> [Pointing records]
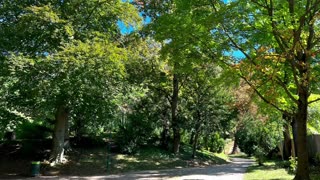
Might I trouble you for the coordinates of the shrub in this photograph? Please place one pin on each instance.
(28, 130)
(136, 132)
(217, 143)
(258, 138)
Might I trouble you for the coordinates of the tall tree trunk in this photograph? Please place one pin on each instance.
(57, 151)
(294, 126)
(286, 138)
(174, 106)
(192, 137)
(301, 119)
(197, 133)
(67, 136)
(165, 132)
(235, 147)
(195, 144)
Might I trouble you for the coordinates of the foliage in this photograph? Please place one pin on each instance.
(136, 132)
(33, 130)
(256, 137)
(216, 143)
(269, 170)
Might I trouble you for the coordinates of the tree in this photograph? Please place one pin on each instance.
(279, 40)
(57, 58)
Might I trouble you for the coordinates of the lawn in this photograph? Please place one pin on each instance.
(94, 161)
(275, 169)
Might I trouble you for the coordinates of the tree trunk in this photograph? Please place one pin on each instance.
(195, 143)
(197, 132)
(301, 120)
(67, 136)
(294, 126)
(192, 138)
(175, 123)
(165, 133)
(286, 138)
(235, 147)
(57, 151)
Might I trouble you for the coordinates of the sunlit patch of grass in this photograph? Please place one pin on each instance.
(276, 169)
(270, 170)
(153, 158)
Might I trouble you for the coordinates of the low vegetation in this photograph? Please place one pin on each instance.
(276, 169)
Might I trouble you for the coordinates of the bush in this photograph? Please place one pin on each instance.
(258, 138)
(28, 130)
(217, 143)
(136, 132)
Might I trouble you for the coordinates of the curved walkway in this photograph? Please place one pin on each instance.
(233, 171)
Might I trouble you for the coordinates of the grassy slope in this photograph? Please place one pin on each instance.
(151, 158)
(275, 170)
(94, 161)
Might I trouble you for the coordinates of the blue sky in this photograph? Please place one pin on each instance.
(128, 29)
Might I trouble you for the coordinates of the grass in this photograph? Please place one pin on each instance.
(270, 170)
(275, 169)
(152, 158)
(94, 161)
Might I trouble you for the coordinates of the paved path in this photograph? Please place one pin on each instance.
(232, 171)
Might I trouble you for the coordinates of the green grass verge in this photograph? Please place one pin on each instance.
(94, 161)
(152, 158)
(275, 169)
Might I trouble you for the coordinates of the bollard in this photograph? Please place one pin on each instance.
(35, 168)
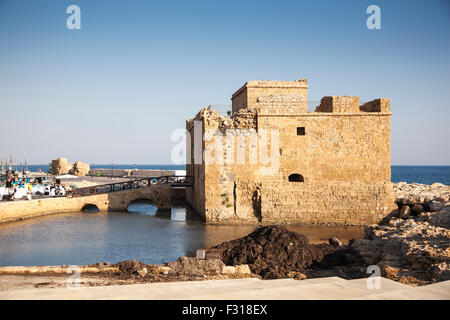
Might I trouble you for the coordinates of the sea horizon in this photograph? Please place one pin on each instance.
(425, 174)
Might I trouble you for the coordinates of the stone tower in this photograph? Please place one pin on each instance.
(272, 161)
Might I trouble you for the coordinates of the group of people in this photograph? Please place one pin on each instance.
(15, 187)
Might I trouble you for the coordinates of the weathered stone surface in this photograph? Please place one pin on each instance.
(417, 209)
(404, 212)
(114, 201)
(228, 270)
(338, 155)
(60, 166)
(80, 169)
(243, 269)
(436, 206)
(416, 250)
(334, 241)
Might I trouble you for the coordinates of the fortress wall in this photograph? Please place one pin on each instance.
(248, 94)
(341, 153)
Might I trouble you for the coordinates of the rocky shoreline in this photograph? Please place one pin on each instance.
(411, 245)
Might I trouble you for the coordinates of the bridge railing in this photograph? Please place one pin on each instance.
(182, 181)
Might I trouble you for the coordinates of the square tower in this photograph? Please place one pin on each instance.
(250, 94)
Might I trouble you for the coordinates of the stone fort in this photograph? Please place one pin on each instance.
(272, 161)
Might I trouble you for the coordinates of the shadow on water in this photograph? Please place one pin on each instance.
(179, 212)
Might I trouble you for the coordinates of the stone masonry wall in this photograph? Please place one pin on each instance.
(115, 201)
(341, 152)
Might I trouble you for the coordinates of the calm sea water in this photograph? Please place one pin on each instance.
(144, 234)
(419, 174)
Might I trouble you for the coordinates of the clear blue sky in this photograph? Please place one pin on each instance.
(116, 89)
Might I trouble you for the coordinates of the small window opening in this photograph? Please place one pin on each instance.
(300, 131)
(295, 177)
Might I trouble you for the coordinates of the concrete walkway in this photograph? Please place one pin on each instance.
(245, 289)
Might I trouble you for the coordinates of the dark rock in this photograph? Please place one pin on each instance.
(334, 241)
(417, 209)
(404, 212)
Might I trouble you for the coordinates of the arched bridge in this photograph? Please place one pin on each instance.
(117, 196)
(173, 181)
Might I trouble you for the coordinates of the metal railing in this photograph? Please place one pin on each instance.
(179, 181)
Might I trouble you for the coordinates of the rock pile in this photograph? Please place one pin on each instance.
(413, 244)
(275, 252)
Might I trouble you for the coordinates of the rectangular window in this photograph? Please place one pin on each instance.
(300, 131)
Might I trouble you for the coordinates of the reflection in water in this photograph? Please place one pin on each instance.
(143, 233)
(143, 207)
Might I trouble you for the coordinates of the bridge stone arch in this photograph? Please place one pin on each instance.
(159, 195)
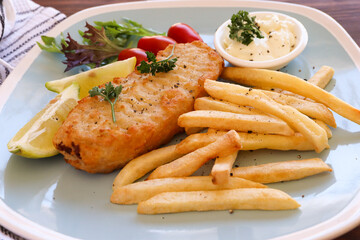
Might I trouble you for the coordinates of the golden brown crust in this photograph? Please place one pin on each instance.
(146, 112)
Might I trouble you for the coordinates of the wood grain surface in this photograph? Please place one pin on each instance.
(345, 12)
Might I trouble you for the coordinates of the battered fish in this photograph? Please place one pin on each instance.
(146, 112)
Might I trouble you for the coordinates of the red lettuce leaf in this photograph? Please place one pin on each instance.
(100, 47)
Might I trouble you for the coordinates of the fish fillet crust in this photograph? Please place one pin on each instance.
(146, 112)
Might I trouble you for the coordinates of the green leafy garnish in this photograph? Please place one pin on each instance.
(243, 28)
(50, 44)
(101, 43)
(153, 66)
(108, 93)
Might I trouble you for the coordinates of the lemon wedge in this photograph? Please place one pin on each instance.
(34, 140)
(94, 77)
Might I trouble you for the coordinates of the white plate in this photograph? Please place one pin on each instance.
(48, 199)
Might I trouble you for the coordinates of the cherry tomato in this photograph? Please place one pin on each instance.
(155, 43)
(183, 33)
(140, 54)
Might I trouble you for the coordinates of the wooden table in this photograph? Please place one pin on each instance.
(346, 12)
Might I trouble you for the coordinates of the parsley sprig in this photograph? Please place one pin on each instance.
(108, 93)
(153, 66)
(243, 28)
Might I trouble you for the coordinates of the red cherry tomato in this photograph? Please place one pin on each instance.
(183, 33)
(155, 43)
(140, 54)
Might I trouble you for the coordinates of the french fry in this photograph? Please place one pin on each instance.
(322, 77)
(241, 198)
(236, 121)
(193, 130)
(208, 103)
(325, 127)
(143, 164)
(249, 141)
(221, 169)
(255, 98)
(141, 191)
(282, 171)
(274, 79)
(311, 109)
(188, 164)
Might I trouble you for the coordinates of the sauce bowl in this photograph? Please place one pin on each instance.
(273, 64)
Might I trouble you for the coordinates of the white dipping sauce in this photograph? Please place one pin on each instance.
(279, 39)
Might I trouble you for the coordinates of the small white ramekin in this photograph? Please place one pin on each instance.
(274, 64)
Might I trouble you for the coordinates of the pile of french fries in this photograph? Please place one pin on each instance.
(277, 111)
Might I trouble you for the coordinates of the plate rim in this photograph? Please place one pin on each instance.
(348, 217)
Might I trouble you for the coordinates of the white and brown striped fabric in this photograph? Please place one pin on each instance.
(22, 22)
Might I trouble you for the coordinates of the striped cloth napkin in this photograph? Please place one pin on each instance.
(22, 22)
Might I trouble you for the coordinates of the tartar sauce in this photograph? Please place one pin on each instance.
(279, 39)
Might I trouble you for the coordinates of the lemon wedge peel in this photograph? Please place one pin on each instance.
(94, 77)
(34, 140)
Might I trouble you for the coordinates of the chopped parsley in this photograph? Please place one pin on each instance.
(243, 28)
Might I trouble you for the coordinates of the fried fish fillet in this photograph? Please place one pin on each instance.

> [Set problem]
Leave out the pictures and restate everything else word for word.

> [Expected answer]
Might I trouble you for the coordinates of the shrub in this photograph? Please place one pin on each instance.
(28, 130)
(136, 132)
(217, 143)
(258, 138)
Might I trouble you for the coordinates of the tall tree trunk in this photograph? Please place one pin on each instance.
(57, 151)
(294, 126)
(286, 138)
(174, 106)
(192, 137)
(301, 119)
(197, 133)
(67, 136)
(165, 132)
(235, 147)
(195, 144)
Might I trouble you for the coordinates of the foliage in this photograph? Please place one pin on each instance.
(136, 132)
(33, 130)
(256, 137)
(216, 143)
(269, 170)
Might I trouble you for the coordinates of the tree in this photograph? Please place one pin on each instance.
(279, 40)
(57, 58)
Might I trouble you for the coordinates of the lawn in this photograph? Please place one pin on each instance.
(94, 161)
(275, 169)
Might I trouble you for the coordinates of the tree trunk in this photograph? Please place one pin on each instance.
(195, 143)
(197, 132)
(301, 120)
(67, 136)
(294, 126)
(192, 138)
(175, 123)
(165, 133)
(286, 138)
(235, 147)
(57, 151)
Might I trouble you for the coordinates of the sunlit patch of grass in this photograph? Please place one pin on each instance.
(276, 169)
(270, 170)
(153, 158)
Might I trouble you for the coordinates of the low vegetation in this photograph? Please place one pin on each instance.
(276, 169)
Might I trouble you for the coordinates of the bush in this photograph? Please place one pin on each instance.
(258, 138)
(28, 130)
(217, 143)
(136, 132)
Might I trouble you for the coordinates of the curved walkway in this photograph? Please place one pin on each instance.
(233, 171)
Might I trouble you for the coordinates of the grassy slope in this photograph? Please place one pin on each instance.
(151, 158)
(275, 170)
(94, 161)
Might I trouble you for the coordinates of the blue sky in this photograph? Please place one pin on each instance.
(128, 29)
Might I trouble you for the coordinates of the grass in this photograph? Please place one pin on each instance.
(270, 170)
(275, 169)
(152, 158)
(94, 161)
Might I trouble you for the coordinates of the paved path in this photograph? Please place one pin on each instance.
(232, 171)
Might I trouble you for the coordinates of the green grass verge in this photograph? Please place one pin on each instance.
(94, 161)
(152, 158)
(275, 169)
Might I trouble you for the coordinates of the bollard in this photograph? Please place one pin on each instance.
(35, 168)
Might I trouble you for the coordinates of the sea horizon in this photograph? Please place one pin on each instance.
(425, 174)
Might I trouble you for the coordinates of the stone tower in this photograph? Please place one pin on each instance.
(272, 161)
Might I trouble you for the coordinates of the group of people in this photograph? Please place one pin on each instance.
(15, 187)
Might I trouble you for the coordinates of the weathered stone surface in this photograph? Please place one pin on each instance.
(417, 209)
(404, 212)
(114, 201)
(228, 270)
(338, 155)
(60, 166)
(80, 169)
(243, 269)
(436, 206)
(416, 250)
(334, 241)
Might I trouble you for the coordinates of the fortress wall in this photograph? Please place one pin on each instance.
(248, 94)
(341, 153)
Might I trouble you for the coordinates of the rocky shoreline in this photograph? Please place one pin on each instance.
(411, 245)
Might I trouble you for the coordinates of the bridge railing in this photograph? Please place one pin on each instance.
(182, 181)
Might I trouble you for the coordinates of the square tower in this photograph? Please place one pin on each instance.
(250, 94)
Might I trouble you for the coordinates of the stone fort in this photograph? Please place one pin on each instance.
(272, 161)
Might I trouble you for the coordinates of the shadow on water in this photograph? Please place one pin on each instance.
(179, 212)
Might I trouble you for the coordinates of the stone masonry wall in this photograph? Please place one pin on each instance.
(115, 201)
(341, 152)
Might I trouble you for the coordinates of the calm sea water in this photograph? Please place one pin on each instance.
(144, 234)
(419, 174)
Might I trouble you for the coordinates of the clear blue sky in this photograph? Please place one pin on each instance.
(116, 89)
Might I trouble you for the coordinates of the small window opening in this photograph? Please place one pin on each instance.
(300, 131)
(295, 177)
Might I trouble you for the coordinates of the concrete walkway in this photograph? Please place one pin on each instance.
(245, 289)
Might I trouble you for the coordinates of the dark rock in this photograph? Please place one pin on each instance.
(334, 241)
(417, 209)
(404, 212)
Might I trouble you for the coordinates of the arched bridge in this photograph? Please place one pin on each instance.
(117, 196)
(173, 181)
Might I trouble you for the coordinates of the metal railing in this photograph? Please place one pin on each instance.
(179, 181)
Might I trouble you for the coordinates of the rock pile in this photograph? Please place one pin on each instance.
(413, 244)
(275, 252)
Might I trouble you for the coordinates of the rectangular window in this photograph? Please place one pin on each instance.
(300, 131)
Might I trouble you for the coordinates of the reflection in water in this photograph? Please place one pin on each instance.
(143, 233)
(143, 207)
Might I trouble you for the coordinates of the bridge stone arch in this photograph? Please place one pin on each instance.
(159, 195)
Might I trouble you for the coordinates of the golden brown crust in this photograph? Please place one pin on each instance.
(146, 112)
Might I trouble you for the coordinates of the wood grain surface in this photograph? Please place one pin on each instance.
(345, 12)
Might I trouble you for the coordinates of the battered fish in this photograph? Please place one pin on each instance.
(146, 112)
Might I trouble you for the coordinates of the red lettuce leaf in this photograph? Please place one pin on each instance.
(100, 47)
Might I trouble you for the coordinates of the fish fillet crust in this photograph? Please place one pin on each instance.
(146, 112)
Might I trouble you for the coordinates of the green leafy garnish in this photograph? Please place one pin on each instance.
(243, 28)
(50, 44)
(101, 43)
(153, 66)
(108, 93)
Might I trouble you for the coordinates of the lemon wedge in this photograph? Please place one pin on each instance.
(34, 140)
(94, 77)
Might I trouble you for the coordinates of the white plate in this photograph? Please place one pin on each instance.
(48, 199)
Might I trouble you for the coordinates of the cherry tomato in this photograph? Please place one pin on each instance.
(155, 43)
(183, 33)
(140, 54)
Might I trouble you for the coordinates of the wooden table in this photograph? Please place one pin on each instance.
(346, 12)
Might I trouble you for the coordinates of the parsley sprig in this photograph? Please place one pin on each instance.
(108, 93)
(153, 66)
(243, 28)
Might I trouble you for the coordinates of the red cherry tomato in this photograph? Please place one pin on each instance.
(183, 33)
(155, 43)
(140, 54)
Might I trouble you for the coordinates of the french fry in this photograph? Please place one pin on each instance.
(322, 77)
(241, 198)
(236, 121)
(193, 130)
(208, 103)
(325, 127)
(143, 164)
(249, 141)
(221, 169)
(255, 98)
(141, 191)
(282, 171)
(274, 79)
(311, 109)
(188, 164)
Might I trouble you for the coordinates of the sauce bowl in this photograph? Please place one pin on each instance.
(273, 64)
Might I trouble you for the coordinates of the white dipping sauce in this photograph? Please place one pin on each instance.
(279, 39)
Might I trouble you for the coordinates of the small white ramekin in this photograph? Please place one pin on each instance.
(274, 64)
Might I trouble you for the coordinates of the pile of french fries in this photograph? Please place one pin on each instance.
(277, 111)
Might I trouble you for the coordinates of the plate rim in this photograph? Please place one pin on each instance.
(348, 217)
Might I trouble you for the coordinates of the white and brown striped fabric in this photograph? Please place one pin on each instance.
(22, 22)
Might I trouble you for the coordinates of the striped cloth napkin in this photograph? Please place one pin on each instance.
(22, 22)
Might I trouble you for the coordinates of the tartar sauce in this photograph? Please place one pin on each instance.
(279, 39)
Might I trouble you for the coordinates of the lemon wedge peel in this photograph? Please place one pin on each instance.
(94, 77)
(34, 140)
Might I trouble you for the coordinates of the chopped parsley in this photograph? Please place one pin on each instance.
(243, 28)
Might I trouble you for the coordinates of the fried fish fillet in this photograph? Please place one pin on each instance.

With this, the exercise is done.